Please write out the complete listing that follows, exactly as it reads.

- **Records provided**:
begin

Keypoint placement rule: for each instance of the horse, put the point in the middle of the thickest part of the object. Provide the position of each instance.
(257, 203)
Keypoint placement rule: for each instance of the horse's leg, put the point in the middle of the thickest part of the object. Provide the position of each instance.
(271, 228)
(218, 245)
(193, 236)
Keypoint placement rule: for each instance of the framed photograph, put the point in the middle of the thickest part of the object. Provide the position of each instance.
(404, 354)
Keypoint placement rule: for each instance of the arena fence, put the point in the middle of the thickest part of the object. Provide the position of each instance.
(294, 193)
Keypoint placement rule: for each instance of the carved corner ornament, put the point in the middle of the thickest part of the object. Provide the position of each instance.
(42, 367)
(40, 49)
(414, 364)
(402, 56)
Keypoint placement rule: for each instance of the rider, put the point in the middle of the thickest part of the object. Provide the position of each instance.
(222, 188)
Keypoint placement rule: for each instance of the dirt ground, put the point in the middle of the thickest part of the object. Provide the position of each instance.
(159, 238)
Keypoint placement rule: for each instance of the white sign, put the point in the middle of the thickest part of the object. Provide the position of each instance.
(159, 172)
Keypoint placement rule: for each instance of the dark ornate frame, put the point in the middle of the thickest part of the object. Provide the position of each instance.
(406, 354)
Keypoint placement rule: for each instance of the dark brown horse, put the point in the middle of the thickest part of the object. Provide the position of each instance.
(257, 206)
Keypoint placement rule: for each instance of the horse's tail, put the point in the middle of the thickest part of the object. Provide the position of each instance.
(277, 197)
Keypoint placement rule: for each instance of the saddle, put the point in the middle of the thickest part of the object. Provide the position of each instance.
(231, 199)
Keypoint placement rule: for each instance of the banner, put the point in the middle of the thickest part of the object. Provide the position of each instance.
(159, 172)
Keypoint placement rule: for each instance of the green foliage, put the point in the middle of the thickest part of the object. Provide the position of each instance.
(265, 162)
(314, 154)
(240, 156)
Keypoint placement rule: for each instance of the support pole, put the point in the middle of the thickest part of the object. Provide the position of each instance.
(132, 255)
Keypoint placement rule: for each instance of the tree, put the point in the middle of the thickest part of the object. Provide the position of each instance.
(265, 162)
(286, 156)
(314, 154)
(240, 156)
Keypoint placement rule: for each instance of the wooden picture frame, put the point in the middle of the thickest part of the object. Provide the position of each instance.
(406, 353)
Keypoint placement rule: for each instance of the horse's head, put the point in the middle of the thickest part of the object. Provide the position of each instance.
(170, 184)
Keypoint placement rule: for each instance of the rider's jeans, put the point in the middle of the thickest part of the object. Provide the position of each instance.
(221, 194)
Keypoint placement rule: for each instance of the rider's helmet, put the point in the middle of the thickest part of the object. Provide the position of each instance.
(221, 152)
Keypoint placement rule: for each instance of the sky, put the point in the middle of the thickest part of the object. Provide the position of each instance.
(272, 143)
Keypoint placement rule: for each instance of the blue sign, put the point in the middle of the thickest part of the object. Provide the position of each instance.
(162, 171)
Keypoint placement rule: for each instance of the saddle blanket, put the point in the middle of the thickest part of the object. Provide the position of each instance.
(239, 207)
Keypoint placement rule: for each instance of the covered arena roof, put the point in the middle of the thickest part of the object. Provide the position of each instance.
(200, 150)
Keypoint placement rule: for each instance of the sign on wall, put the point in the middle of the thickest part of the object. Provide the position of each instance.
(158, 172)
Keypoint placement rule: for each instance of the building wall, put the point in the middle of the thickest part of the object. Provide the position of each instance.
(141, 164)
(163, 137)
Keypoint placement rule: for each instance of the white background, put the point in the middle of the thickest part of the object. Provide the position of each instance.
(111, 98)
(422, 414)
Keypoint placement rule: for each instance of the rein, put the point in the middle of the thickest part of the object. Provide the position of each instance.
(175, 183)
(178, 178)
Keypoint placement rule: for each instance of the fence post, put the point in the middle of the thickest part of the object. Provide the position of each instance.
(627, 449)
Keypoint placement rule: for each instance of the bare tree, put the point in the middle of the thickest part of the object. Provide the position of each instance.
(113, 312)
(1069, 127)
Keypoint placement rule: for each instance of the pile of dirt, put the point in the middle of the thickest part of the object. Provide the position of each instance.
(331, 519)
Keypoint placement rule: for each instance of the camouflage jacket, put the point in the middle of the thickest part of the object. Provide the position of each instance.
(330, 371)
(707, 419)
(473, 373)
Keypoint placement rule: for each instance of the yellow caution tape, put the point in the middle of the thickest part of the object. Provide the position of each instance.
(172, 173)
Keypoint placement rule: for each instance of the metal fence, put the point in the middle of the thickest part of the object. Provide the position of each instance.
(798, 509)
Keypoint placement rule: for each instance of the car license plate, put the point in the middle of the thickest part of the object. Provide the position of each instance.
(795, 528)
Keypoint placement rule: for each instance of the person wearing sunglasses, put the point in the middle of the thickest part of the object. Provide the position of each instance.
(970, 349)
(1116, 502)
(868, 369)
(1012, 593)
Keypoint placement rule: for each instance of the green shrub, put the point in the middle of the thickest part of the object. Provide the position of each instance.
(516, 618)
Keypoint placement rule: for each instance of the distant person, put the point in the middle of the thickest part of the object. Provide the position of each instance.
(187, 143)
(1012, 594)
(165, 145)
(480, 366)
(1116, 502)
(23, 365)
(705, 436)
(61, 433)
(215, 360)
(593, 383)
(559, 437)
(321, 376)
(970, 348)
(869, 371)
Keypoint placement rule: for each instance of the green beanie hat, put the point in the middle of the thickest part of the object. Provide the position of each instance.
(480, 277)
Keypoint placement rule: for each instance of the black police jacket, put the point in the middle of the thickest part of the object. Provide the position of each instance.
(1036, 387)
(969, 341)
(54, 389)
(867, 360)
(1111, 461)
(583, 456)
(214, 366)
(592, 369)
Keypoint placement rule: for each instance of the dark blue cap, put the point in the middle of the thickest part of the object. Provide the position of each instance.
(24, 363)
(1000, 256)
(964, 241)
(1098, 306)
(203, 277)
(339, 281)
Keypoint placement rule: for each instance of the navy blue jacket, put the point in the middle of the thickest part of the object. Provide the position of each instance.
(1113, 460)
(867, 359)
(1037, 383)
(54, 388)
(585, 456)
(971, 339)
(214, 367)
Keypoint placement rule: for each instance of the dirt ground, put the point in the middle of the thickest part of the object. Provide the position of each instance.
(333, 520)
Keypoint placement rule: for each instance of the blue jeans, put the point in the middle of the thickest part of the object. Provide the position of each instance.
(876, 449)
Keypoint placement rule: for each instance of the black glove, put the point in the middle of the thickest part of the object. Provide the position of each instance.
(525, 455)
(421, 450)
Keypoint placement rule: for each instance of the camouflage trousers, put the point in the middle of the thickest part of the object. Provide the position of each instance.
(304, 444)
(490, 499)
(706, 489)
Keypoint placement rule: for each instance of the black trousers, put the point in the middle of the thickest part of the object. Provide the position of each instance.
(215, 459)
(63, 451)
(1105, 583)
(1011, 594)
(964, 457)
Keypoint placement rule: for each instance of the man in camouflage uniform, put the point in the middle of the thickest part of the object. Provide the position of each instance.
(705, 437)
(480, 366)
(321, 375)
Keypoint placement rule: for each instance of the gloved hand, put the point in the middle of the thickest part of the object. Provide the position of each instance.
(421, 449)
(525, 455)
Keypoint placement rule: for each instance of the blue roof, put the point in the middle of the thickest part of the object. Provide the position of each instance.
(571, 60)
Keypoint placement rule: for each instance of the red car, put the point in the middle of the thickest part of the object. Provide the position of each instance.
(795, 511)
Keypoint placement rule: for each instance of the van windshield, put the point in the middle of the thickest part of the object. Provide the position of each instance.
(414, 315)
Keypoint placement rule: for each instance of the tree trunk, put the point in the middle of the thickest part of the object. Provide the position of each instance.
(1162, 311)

end

- **Solution for this problem**:
Keypoint placement rule: for each instance of the horse, put the point in the middle of the thickest part of the object. Provide the position of each instance.
(257, 203)
Keypoint placement rule: for each instance of the horse's leg, put the point in the middle of the thickest part of the object. Provide the position of each instance.
(271, 228)
(218, 245)
(193, 236)
Keypoint placement rule: for each instance of the framed photograph, put the point in the middle of the thickest part of the object. Provide the position of each instance.
(404, 354)
Keypoint placement rule: for each instance of the arena fence, put the point in the middle of the thickest part of the object. Provide the position of each instance.
(294, 193)
Keypoint placement rule: for each instance of the carved corner ornament, put the point in the middle of the thickest part of the object. Provide the position of each instance.
(42, 367)
(40, 49)
(414, 364)
(402, 56)
Keypoint placement rule: for each instance of the rider, put the point in the middle of the thickest part of the object. Provide the position of each instance.
(222, 188)
Keypoint placement rule: for each instance of the dirt ground, put the point in the middle of the thickest part of the object. Provide the position of each instance.
(159, 238)
Keypoint placement rule: for each instance of the white sign, put the point in the middle of the thickest part of the object. Provide the position of each instance.
(159, 172)
Keypoint placement rule: for each instance of the dark ornate frame, put the point in the middle of the thickest part of the object. Provide the position of each instance.
(406, 354)
Keypoint placement rule: for each instance of the dark brown horse, put the point in the middle of the thickest part of the object. Provide the position of each instance.
(257, 206)
Keypoint placement rule: for each instance of the horse's tail, put the point in the middle of the thickest part of the object. Provide the position of each instance.
(277, 197)
Keypoint placement rule: for each instance of the saddle, put the point in the middle of the thickest part of the object. Provide the position of each instance.
(231, 199)
Keypoint placement rule: for each instance of the banner, put the point in the middle of the thickest part of the object. Provide the position of each instance.
(159, 172)
Keypoint placement rule: for each instance of the green foliage, put the point in the middle of the thickest part of the object. Provide the position of each instance.
(265, 162)
(314, 154)
(240, 156)
Keypoint placement rule: for each instance of the support pole, put the point in the middle of the thickest part of the object. Provide the position of each instance.
(132, 255)
Keypoint placement rule: for each instance of the tree, put the point in the middle of the thickest part of the object. Provide the position of each instance.
(265, 162)
(286, 156)
(314, 154)
(240, 156)
Keypoint placement rule: for each instance of the wooden picture frame, put the point in the middle of the thickest part of the object. Provide the position of each instance.
(406, 353)
Keypoint placement rule: for each instance of the horse's head, put the point in the middle of the thickest part of the object. Provide the position of each instance.
(170, 184)
Keypoint placement rule: for each instance of the rider's jeans, put the point in the middle of the thickest part of the object. Provide the position of each instance.
(221, 194)
Keypoint placement rule: for each instance of the rider's helmet, put the point in the middle of the thickest part of the object. Provide the position of each instance.
(221, 152)
Keypoint placement rule: for each instance of the sky, put the point in the middle of the thickest part of the object. Provide the position of each instance.
(272, 143)
Keypoint placement rule: for each instance of the blue sign, put the point in the middle of the thickest part of the object. Provide the position of each instance.
(162, 171)
Keypoint placement rule: for each instance of the saddle blanket, put the point in the middle of the thickest part of the object. Provide the position of each instance.
(239, 207)
Keypoint placement rule: for each instance of the covered arena roof, put the point in the middle of the thickest part of the object. Provide the position of each instance.
(200, 150)
Keypoint placement rule: for each instance of the sign on wall, put the point in the middle of the thickest part of the object. Provide the position of each instance.
(158, 172)
Keypoint placement rule: for each instance of the building wall, put the point in the middle of the thickest part of the object. Provide the position of each instance.
(141, 164)
(163, 137)
Keypoint placement rule: for each instance of the white background, put the point in the middle of the thickest part of the object. Provide the position of each instance.
(111, 98)
(422, 414)
Keypoint placement rule: for each instance of the rein, put the point in the middle of the thickest part of the object. Provide the position of each instance.
(175, 183)
(178, 178)
Keypoint placement rule: for each instance of the fence post, put the point in the middle of the thickest part of the object. Provide the position of each instance.
(627, 449)
Keypoint placement rule: for each instance of the bare tree, put the point in the middle of the thickest part of the object. Provide the position of each instance.
(113, 312)
(1069, 127)
Keypoint placement rule: for each instance of the pile of dirt, put the point in the middle of the thickest part of the object. Provide the position of each instance.
(331, 519)
Keypoint placement rule: for each instance of the camouflage jacket, put the point in the middle of the thickest part of the object. Provide the position of each instance.
(330, 371)
(707, 419)
(473, 373)
Keypoint placement rule: for each instance of the yellow caution tape, put the point in the middle of the thickest part of the object. Provide the position of each instance.
(172, 173)
Keypoint placement rule: for each instance of the metal fence, put the point in the middle of the thickest part of the object. Provide the position of each instance.
(798, 509)
Keypoint placement rule: for each instance of the car license plate, put the point in the middle of the thickest part of the object. Provide the position of each instance.
(795, 528)
Keypoint placement rule: for each instance of the person wearing sunglasses, put the point in the middle of the thickest part of the object. Provide the position of each instance.
(970, 349)
(1116, 502)
(868, 369)
(1012, 593)
Keypoint placement rule: for each instance of the green shrub, put the point in the middle of the thickest part of the object. Provide the position of each instance.
(516, 618)
Keypoint placement rule: for each instance of the distant person, put the point in the middle of the thickest part of the object. Provide the position of each instance.
(187, 143)
(1012, 594)
(165, 145)
(480, 366)
(1116, 502)
(23, 365)
(705, 436)
(61, 433)
(215, 360)
(593, 383)
(559, 437)
(321, 376)
(970, 348)
(869, 371)
Keypoint placement rule: for each instance of the green beanie hat, put the point in the middle of the thickest part of the object. Provide the position of each instance.
(480, 277)
Keypoint placement rule: for each instance of the black police jacket, put the point in the middle of the thickest part of the object. Provide the position of each instance.
(1036, 387)
(969, 341)
(54, 389)
(867, 360)
(1111, 461)
(583, 456)
(214, 366)
(592, 369)
Keypoint placement rule: for each instance of the dark blue cap, put the point in the middle of the thickest part of the object. Provide the position of each instance.
(24, 363)
(1000, 256)
(964, 241)
(1098, 306)
(203, 277)
(339, 281)
Keypoint placement rule: for each instance of the navy blue jacket, put the point in the middle of the thickest part of the object. Provide the position of each instance.
(1113, 460)
(867, 359)
(1037, 383)
(54, 388)
(585, 456)
(971, 339)
(214, 367)
Keypoint placement rule: for each instance of the dirt ground, put the point in the middle of the thickest part of the object. Provide the position of each instance.
(333, 520)
Keypoint placement rule: for each instance of the blue jeans, put the point in the middle of the thickest part of the object. Provide the position of each instance.
(876, 449)
Keypoint placement rule: for each instance of the black glove, put the point in the middle of the thickest part of the object. Provide the position of each instance.
(525, 455)
(421, 450)
Keypoint placement rule: for each instance of the camouflage trousers, put the point in the middle of the thickest part of the object. Provide the position of each instance.
(304, 444)
(490, 499)
(706, 489)
Keypoint placement rule: for each instance of the black trousers, put the point in the middle of the thickest part of the object. Provide the position of each instance.
(215, 459)
(63, 451)
(1105, 583)
(1011, 594)
(964, 457)
Keypoint placement rule: for each instance of the man in camouflage uniform, put the point in the middle of the thickest part of the object. Provide the position of each instance.
(705, 437)
(480, 366)
(321, 375)
Keypoint placement rule: for each instance of the gloved hand, put the point in the middle of the thickest part of the object. Provide the position of each instance.
(421, 449)
(525, 455)
Keypoint placement rule: for each instance of the blue roof, put the point in the middle of the thickest part of the object. Provide the position of each instance.
(571, 60)
Keypoint placement rule: for each instance of the red car, put the point in the middle of the thickest part of the object. Provide the position of each instance.
(795, 511)
Keypoint placement rule: for each instance of the van windshield, put the point in the middle of the thickest part of the object. Provide the position of each instance.
(414, 315)
Keypoint placement rule: for each instance of the tree trunk, put the point in the middle of the thickest part of the object. Provide the position of each instance.
(1162, 311)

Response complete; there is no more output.